SUPPLIED TEXT:
----

That aside the national economy will affect ours during the next few years, if only because so many Pittsburgh-based businesses now work throughout the country. So it’s possible that we won’t escape this recession entirely. The amazing and frightening inflation in fossil fuel costs have created a new hot industry in western PA that may pick up the ball when the arenas and hospitals are finally built.

The big real estate deal of the year in 2007 nationally was the Westinghouse Nuclear project in Cranberry Woods. That project was driven by Westinghouse’s off the chart growth in contracts worldwide. Their frantic pace of hiring actually slowed the project’s preconstruction because their head count kept growing 10-15% every time the program was redesigned. Lost in all the Westinghouse euphoria though was the expansion going on at Bechtel Energy, the company that competes with Westinghouse and operates the Bettis Atomic Lab in West Mifflin. Their hiring of new engineers was in the hundreds also, and Bechtel also invested millions in a new facility in Monroeville. Bechtel’s problem was scale. It’s a little like working out, losing 25 pounds, and then standing next to Brad Pitt at the singles bar. No matter how good you look, no one’s going to be paying any attention to you.

----

DATA FOR REVIEW:
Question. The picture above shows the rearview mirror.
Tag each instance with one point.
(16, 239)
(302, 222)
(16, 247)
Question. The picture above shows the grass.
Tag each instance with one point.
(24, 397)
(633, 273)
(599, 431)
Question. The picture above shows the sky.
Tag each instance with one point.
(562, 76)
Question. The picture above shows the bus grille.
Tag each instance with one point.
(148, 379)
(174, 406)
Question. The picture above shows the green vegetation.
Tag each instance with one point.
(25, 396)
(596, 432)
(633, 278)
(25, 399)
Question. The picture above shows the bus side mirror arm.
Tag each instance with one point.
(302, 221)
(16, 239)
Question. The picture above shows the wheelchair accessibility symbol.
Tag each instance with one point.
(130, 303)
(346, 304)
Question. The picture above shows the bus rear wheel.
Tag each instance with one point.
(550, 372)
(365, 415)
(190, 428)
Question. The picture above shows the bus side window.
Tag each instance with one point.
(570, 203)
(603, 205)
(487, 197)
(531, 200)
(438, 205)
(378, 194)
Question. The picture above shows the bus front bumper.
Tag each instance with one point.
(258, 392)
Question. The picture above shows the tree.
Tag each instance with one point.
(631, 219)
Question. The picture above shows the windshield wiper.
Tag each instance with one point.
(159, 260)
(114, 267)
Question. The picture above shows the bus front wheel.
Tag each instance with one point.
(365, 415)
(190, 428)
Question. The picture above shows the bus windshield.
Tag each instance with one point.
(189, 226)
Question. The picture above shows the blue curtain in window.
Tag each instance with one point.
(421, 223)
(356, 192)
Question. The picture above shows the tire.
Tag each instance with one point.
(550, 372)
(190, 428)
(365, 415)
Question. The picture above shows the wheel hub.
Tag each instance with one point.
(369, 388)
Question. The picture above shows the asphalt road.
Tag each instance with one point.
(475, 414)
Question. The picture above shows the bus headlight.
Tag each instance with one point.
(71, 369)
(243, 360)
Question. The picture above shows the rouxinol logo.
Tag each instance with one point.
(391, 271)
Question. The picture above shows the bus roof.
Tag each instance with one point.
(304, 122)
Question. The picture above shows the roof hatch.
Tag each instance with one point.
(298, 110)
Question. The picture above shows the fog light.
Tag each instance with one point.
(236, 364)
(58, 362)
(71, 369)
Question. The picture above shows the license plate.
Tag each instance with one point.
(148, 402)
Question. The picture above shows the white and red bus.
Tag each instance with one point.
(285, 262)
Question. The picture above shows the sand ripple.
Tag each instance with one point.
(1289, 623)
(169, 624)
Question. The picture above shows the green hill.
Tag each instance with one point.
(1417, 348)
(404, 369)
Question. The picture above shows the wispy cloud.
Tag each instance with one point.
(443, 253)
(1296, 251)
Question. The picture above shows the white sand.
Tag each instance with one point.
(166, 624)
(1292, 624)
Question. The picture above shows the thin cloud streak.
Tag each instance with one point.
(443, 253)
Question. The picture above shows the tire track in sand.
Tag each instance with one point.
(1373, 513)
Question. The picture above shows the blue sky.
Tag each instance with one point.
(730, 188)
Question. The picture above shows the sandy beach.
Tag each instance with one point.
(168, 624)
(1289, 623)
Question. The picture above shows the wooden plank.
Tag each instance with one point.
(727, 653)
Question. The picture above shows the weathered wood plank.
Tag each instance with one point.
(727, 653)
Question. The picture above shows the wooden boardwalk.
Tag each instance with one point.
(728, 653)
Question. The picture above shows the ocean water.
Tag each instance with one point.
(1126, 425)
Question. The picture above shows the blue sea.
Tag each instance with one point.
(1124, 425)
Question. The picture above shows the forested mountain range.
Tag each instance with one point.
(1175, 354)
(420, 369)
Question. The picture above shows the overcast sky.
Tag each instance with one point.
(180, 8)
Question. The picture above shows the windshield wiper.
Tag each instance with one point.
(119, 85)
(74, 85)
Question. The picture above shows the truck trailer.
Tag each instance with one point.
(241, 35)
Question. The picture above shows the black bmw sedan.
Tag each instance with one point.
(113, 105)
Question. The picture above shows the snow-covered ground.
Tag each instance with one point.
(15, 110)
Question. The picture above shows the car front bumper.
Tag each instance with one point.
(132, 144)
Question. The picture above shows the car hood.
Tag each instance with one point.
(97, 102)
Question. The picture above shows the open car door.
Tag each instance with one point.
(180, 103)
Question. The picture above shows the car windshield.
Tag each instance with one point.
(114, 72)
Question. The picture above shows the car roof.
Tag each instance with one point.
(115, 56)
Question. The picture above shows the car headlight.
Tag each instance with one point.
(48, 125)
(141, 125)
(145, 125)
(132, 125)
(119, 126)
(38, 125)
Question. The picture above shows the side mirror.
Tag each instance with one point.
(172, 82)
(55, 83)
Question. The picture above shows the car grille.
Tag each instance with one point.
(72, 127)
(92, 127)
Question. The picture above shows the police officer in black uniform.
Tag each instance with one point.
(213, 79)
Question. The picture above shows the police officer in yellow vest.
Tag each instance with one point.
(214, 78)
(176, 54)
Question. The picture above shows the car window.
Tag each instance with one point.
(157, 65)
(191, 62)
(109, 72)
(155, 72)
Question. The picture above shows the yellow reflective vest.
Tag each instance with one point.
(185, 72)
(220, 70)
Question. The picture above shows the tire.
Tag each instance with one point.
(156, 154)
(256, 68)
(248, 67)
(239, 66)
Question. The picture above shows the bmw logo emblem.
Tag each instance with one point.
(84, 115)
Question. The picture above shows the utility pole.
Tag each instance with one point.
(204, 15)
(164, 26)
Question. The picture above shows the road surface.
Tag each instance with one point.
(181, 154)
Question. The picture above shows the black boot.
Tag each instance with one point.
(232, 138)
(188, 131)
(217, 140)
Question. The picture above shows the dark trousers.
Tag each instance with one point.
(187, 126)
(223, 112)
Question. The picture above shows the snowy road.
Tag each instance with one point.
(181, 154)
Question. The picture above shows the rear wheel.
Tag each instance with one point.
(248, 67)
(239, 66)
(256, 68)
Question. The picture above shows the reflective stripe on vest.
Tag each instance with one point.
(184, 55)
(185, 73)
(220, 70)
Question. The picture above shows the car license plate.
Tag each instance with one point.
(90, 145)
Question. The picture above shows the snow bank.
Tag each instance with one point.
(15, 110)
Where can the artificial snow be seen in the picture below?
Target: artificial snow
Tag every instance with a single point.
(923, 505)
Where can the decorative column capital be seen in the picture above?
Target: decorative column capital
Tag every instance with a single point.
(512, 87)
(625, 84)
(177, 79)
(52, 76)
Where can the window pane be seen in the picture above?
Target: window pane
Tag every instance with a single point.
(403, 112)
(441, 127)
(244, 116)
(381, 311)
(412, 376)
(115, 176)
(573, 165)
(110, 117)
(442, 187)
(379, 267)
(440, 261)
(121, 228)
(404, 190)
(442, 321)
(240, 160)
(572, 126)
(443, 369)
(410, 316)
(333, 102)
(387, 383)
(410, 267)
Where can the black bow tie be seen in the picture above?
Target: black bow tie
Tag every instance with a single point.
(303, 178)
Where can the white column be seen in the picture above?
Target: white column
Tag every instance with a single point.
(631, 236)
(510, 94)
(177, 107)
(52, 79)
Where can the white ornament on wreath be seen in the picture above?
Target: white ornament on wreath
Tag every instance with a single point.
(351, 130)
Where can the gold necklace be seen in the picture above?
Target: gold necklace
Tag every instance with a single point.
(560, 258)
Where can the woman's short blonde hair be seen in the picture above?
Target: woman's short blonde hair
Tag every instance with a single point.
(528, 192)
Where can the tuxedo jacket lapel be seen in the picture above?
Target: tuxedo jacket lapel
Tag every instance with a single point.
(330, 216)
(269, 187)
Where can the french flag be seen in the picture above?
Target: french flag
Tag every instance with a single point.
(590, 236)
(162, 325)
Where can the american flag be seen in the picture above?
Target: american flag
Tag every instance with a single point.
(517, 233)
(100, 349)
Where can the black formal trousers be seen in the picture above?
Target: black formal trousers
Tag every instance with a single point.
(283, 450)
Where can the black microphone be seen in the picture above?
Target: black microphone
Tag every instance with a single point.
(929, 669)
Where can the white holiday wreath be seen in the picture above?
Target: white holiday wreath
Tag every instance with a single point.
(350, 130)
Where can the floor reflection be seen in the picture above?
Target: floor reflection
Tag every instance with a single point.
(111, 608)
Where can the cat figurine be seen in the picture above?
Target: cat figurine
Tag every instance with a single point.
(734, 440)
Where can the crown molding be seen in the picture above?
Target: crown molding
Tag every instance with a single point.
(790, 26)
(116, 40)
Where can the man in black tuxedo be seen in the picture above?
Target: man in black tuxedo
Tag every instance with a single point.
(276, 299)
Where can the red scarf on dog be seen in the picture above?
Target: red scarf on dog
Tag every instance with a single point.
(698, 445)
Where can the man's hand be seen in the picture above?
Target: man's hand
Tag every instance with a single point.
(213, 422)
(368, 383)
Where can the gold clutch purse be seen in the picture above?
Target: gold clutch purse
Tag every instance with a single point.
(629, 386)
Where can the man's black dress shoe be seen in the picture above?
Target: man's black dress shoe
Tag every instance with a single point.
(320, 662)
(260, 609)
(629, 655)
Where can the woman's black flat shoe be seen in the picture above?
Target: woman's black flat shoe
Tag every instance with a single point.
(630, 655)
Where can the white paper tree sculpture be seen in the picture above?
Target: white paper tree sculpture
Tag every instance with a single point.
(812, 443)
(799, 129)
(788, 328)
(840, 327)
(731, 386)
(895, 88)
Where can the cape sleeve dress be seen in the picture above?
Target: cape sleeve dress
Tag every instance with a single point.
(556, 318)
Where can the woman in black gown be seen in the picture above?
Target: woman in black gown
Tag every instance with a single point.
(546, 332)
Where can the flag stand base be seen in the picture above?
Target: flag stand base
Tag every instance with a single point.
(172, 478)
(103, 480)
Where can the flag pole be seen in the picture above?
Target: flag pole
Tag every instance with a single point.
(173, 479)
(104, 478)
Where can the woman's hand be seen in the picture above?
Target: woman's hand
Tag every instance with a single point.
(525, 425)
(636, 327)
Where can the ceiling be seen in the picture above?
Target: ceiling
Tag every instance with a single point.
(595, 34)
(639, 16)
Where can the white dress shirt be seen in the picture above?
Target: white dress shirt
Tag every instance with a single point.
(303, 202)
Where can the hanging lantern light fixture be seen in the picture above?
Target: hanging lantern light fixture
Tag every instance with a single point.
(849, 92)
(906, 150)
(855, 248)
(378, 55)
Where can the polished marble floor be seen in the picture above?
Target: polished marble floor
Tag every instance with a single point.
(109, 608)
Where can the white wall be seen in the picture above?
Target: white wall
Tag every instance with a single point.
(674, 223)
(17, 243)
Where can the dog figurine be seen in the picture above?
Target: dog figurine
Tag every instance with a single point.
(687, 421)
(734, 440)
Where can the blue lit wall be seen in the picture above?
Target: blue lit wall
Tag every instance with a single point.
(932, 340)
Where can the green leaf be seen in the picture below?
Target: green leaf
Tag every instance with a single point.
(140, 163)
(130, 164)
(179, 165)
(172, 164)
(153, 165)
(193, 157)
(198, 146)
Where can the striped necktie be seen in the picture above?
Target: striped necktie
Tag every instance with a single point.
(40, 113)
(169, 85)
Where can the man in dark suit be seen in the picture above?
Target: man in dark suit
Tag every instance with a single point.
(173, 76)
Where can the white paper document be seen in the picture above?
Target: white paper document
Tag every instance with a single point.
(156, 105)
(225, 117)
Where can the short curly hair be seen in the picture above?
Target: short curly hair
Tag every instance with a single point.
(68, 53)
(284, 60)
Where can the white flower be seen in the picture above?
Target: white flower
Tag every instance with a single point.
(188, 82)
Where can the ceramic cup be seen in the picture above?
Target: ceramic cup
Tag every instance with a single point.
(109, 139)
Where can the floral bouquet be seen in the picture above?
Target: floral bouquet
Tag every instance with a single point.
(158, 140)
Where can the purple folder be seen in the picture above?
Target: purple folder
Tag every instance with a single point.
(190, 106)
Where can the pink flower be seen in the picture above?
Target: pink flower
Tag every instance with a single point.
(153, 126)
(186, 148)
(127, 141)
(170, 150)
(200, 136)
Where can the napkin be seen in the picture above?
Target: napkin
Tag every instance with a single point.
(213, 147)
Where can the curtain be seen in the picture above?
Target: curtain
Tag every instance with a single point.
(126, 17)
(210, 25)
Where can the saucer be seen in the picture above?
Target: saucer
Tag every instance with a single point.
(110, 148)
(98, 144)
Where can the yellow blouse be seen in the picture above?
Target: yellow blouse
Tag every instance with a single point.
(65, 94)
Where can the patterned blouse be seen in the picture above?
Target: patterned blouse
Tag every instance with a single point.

----

TASK LIST:
- 1) In the passage on Pittsburgh's economy, where did Bechtel invest millions in a new facility?
- 2) Continue the passage on Pittsburgh's economy from its final sentence.

TASK RESPONSES:
- 1) Monroeville.

- 2)
The sneaky little secret right now seems to be the pace with which companies are reacting to the high energy prices to spend capital on coal exploration, and to take advantage of the Marcellus Shale formation that runs northeast through the region. The billion dollar waste coal-to-energy plant Ray Bologna is planning in the Beech Hollow section of Robinson Township in Washington County has been quietly moving ahead, with Bechtel Energy pre-qualifying early contracts. We’ve read about Consol & CNX Energy’s successes but with less fanfare Atlas Energy has been spending millions opening up new gas wells throughout Fayette and Washington and Greene.

Marcellus Shale offers a potentially rich source of nat gas that has been attracting national players. Baker Hughes recently selected a design-build team of A. Martini & Co.  & Desmone Associates to construct an 85,000 office and shop in New Stanton. I got a call earlier this week about a Texas-based company looking at more than 100,000 square feet for a new office in the region. My guess is this is the tip of the iceberg.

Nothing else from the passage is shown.